| What is asked |
Rescale the stretch of rows below from the line containing "the wooden cutting" through the line containing "<point>110,55</point>" by writing out only those lines again, requests included. Multiply each point coordinate in the answers by 2.4 and round it to a whole number, with halves rounded up.

[Raw records]
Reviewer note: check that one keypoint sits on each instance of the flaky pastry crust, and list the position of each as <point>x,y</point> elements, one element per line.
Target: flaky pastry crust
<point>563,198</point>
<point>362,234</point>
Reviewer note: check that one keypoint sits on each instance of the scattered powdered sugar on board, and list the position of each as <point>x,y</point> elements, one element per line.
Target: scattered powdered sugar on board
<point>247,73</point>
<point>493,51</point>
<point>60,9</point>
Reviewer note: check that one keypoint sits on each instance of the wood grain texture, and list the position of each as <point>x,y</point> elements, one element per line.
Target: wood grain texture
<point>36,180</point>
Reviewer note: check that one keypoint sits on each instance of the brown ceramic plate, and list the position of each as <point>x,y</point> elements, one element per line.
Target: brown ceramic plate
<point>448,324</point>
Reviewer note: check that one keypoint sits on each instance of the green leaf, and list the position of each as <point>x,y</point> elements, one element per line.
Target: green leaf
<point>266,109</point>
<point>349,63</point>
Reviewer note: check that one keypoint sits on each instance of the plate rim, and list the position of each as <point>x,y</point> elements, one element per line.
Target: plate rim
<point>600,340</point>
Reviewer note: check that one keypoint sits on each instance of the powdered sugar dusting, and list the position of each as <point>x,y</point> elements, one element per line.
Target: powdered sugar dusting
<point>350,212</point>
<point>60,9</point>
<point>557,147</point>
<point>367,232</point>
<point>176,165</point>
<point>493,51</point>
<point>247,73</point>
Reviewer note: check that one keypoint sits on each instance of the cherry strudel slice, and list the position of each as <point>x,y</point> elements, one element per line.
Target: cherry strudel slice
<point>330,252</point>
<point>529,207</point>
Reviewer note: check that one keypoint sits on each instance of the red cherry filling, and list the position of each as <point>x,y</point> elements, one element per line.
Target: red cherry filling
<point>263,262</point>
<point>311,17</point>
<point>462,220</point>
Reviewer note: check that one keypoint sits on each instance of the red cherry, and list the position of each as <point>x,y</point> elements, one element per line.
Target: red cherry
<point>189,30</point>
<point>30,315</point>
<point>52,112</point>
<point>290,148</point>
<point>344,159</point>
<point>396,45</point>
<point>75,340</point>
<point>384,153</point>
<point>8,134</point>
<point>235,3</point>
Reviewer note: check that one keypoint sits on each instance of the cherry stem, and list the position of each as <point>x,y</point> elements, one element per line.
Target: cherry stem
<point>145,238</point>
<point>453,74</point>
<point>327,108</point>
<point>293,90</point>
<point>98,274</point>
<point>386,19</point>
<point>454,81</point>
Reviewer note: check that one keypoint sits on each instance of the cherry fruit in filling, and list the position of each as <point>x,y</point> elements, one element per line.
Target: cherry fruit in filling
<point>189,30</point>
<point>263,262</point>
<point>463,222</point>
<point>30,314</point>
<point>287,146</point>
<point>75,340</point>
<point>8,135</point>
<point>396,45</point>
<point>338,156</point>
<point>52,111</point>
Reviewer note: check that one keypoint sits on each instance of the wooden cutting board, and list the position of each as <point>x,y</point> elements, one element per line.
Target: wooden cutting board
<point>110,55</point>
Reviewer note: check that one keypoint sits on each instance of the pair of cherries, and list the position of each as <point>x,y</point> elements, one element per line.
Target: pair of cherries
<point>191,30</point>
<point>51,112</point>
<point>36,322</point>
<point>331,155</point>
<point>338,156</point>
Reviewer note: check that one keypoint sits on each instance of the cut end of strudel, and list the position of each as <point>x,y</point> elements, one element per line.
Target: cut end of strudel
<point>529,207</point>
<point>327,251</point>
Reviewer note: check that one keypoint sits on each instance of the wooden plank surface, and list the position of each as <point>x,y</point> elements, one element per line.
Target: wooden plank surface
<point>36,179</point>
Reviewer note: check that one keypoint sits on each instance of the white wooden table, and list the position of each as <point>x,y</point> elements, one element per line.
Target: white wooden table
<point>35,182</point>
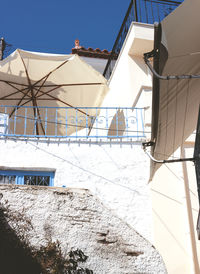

| Solution to this exercise |
Reviewer note: check that one keypoint sits on each instance of the wooden cutting board, and list the position of each as <point>x,y</point> elements, one element per line.
Target: wooden cutting board
<point>264,132</point>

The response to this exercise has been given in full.